Data excerpts:
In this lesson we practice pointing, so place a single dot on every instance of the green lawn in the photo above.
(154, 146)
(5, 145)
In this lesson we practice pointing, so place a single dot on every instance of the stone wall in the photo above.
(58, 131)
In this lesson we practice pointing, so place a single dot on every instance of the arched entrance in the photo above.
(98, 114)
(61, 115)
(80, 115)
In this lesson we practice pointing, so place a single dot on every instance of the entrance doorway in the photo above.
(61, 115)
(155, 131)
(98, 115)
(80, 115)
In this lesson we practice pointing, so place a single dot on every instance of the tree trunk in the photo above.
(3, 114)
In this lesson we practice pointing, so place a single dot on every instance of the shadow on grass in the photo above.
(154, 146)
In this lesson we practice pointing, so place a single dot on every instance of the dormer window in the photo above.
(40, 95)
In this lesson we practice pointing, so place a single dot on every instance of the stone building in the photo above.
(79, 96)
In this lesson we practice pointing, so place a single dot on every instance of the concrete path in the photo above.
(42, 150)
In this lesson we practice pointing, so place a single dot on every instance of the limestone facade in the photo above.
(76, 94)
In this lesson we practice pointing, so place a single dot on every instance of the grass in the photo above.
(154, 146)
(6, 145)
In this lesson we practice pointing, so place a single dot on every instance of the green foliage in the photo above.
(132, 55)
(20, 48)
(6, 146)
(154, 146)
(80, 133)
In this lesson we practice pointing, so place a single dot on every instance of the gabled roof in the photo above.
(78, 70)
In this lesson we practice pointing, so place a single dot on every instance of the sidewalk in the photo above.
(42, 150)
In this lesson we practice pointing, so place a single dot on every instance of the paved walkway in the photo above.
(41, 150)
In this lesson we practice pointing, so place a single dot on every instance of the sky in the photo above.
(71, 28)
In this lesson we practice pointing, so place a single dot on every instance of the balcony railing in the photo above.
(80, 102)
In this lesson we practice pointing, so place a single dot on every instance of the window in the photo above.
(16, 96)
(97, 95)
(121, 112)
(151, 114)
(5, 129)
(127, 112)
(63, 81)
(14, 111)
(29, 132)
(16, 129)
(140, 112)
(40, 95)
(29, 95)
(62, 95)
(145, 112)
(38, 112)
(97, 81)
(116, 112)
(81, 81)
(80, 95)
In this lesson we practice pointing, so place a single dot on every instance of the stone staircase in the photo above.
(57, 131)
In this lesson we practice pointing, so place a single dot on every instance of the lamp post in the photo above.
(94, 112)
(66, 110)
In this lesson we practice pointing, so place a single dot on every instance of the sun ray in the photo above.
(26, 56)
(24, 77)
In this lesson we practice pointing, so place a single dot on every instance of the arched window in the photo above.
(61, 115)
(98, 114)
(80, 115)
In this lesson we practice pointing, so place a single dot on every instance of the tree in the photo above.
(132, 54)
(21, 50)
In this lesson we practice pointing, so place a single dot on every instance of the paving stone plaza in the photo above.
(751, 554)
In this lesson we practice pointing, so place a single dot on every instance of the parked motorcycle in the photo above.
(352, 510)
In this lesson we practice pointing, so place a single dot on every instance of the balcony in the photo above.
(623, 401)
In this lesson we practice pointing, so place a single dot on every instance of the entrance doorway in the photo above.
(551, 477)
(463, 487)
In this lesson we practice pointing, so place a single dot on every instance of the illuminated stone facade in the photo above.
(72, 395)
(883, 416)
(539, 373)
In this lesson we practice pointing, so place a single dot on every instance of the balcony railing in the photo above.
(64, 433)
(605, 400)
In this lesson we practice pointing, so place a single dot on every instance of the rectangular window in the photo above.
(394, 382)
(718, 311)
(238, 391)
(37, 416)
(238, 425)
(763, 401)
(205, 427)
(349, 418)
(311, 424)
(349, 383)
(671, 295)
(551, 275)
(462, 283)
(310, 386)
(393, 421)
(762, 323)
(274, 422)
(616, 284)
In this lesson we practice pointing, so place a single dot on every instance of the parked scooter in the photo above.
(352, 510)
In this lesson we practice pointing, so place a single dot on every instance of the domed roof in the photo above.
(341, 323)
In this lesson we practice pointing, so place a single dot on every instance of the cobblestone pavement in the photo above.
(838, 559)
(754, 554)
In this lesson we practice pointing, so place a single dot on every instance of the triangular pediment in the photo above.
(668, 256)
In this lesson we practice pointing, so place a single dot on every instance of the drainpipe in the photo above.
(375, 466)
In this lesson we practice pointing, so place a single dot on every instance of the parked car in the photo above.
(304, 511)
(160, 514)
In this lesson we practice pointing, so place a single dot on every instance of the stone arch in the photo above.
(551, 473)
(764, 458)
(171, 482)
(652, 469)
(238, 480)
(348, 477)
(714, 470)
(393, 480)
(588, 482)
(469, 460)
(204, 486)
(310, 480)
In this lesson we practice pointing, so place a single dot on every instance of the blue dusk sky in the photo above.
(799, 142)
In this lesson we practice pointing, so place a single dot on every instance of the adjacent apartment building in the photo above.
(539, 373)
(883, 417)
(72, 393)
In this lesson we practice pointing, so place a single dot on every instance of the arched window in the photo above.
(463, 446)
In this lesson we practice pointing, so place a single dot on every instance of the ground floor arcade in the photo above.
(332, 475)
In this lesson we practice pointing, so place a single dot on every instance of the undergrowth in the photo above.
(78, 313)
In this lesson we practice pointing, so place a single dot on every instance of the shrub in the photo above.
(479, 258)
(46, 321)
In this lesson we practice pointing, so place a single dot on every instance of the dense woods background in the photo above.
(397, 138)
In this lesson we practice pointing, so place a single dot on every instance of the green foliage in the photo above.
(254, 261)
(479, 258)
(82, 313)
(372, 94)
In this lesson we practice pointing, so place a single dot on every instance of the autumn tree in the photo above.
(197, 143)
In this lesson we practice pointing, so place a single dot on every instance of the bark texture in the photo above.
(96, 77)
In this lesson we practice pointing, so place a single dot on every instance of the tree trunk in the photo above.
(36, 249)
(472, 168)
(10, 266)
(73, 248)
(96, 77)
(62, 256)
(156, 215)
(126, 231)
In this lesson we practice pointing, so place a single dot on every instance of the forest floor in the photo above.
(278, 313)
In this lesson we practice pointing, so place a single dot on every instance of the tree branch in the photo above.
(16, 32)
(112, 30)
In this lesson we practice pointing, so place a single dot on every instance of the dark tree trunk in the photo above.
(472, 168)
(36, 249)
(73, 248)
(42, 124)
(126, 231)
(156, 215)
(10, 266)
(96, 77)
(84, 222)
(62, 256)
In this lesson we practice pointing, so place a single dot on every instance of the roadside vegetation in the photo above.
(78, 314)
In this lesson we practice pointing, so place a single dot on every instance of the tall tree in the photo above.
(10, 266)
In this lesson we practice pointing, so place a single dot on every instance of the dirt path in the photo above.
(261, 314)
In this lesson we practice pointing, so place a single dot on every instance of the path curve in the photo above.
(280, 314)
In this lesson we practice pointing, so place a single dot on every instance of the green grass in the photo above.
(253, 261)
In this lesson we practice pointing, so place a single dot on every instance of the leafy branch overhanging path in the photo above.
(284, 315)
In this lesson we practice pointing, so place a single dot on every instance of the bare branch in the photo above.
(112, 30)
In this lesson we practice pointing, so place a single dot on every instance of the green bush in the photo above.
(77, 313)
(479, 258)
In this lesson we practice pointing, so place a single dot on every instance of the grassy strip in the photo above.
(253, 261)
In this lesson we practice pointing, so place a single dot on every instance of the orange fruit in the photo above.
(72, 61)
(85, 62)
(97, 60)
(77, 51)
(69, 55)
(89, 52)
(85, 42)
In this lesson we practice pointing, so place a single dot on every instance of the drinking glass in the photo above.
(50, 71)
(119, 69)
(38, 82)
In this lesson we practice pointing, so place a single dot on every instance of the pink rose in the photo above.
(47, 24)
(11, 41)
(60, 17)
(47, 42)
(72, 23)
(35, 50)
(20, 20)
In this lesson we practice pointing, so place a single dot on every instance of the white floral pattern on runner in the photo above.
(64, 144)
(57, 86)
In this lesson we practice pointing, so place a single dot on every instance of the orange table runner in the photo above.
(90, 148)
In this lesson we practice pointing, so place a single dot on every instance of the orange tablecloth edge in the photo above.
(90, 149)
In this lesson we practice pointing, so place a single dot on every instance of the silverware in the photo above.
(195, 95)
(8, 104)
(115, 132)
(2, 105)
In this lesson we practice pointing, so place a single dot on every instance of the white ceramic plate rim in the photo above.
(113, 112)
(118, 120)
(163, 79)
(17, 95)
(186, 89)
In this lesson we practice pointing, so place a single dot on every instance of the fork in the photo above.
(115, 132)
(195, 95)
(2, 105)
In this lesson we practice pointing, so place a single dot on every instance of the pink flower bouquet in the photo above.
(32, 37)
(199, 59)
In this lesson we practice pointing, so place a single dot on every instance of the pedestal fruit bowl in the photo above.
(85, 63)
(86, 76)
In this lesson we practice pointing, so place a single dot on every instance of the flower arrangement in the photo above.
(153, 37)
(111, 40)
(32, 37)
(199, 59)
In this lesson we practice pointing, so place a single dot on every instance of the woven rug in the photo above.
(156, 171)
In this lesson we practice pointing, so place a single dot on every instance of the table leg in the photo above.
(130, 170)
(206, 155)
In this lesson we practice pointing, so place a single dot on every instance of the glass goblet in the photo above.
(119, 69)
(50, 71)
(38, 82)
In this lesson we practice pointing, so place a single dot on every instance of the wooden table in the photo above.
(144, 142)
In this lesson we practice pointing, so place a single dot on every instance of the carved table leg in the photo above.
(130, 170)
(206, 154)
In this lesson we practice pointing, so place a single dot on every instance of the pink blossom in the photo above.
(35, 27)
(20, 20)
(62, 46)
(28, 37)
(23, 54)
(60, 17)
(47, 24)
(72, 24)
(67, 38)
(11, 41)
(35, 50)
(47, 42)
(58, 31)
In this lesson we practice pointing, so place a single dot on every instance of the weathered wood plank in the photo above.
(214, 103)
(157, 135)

| Exercise directions |
With the line that contains "fork in the photo above." as the first and the final line of the data as the last, repeat every line in that span exactly.

| Answer to the exercise |
In this lesson we practice pointing, so place a single dot on every instance of the fork in the photo above.
(115, 132)
(195, 95)
(2, 105)
In this lesson we practice pointing, so place a single dot on every instance of the pink flower bouquet in the photo above.
(32, 37)
(199, 59)
In this lesson we practice pointing, so place a single dot on every instance of the pedestal fruit bowl in the photo above.
(85, 63)
(86, 76)
In this lesson we practice pointing, so place a single dot on every instance of the flower arrangement in the photo above.
(153, 37)
(111, 40)
(32, 37)
(199, 59)
In this lesson we practice pointing, so place a single dot on every instance of the woven rug in the photo above.
(156, 171)
In this lesson we practice pointing, so place a single dot on every instance of the table leg in the photo above.
(130, 170)
(206, 155)
In this lesson we practice pointing, so place a single dot on every instance of the glass goblet in the photo above.
(119, 69)
(50, 71)
(38, 82)
In this lesson we practice pointing, so place a single dot on every instance of the wooden table in the photo above.
(144, 142)
In this lesson we practice pointing, so place a single dot on every instance of the carved table leg in the photo above.
(130, 170)
(206, 154)
In this lesson we practice pointing, so place a single dot on every instance of the pink blossom in the photo above.
(35, 27)
(20, 20)
(62, 46)
(28, 37)
(23, 54)
(60, 17)
(47, 24)
(72, 24)
(67, 38)
(11, 41)
(35, 50)
(47, 42)
(58, 31)
In this lesson we practice pointing, so place a single dot on every instance of the weathered wood plank in the photo above.
(214, 103)
(157, 135)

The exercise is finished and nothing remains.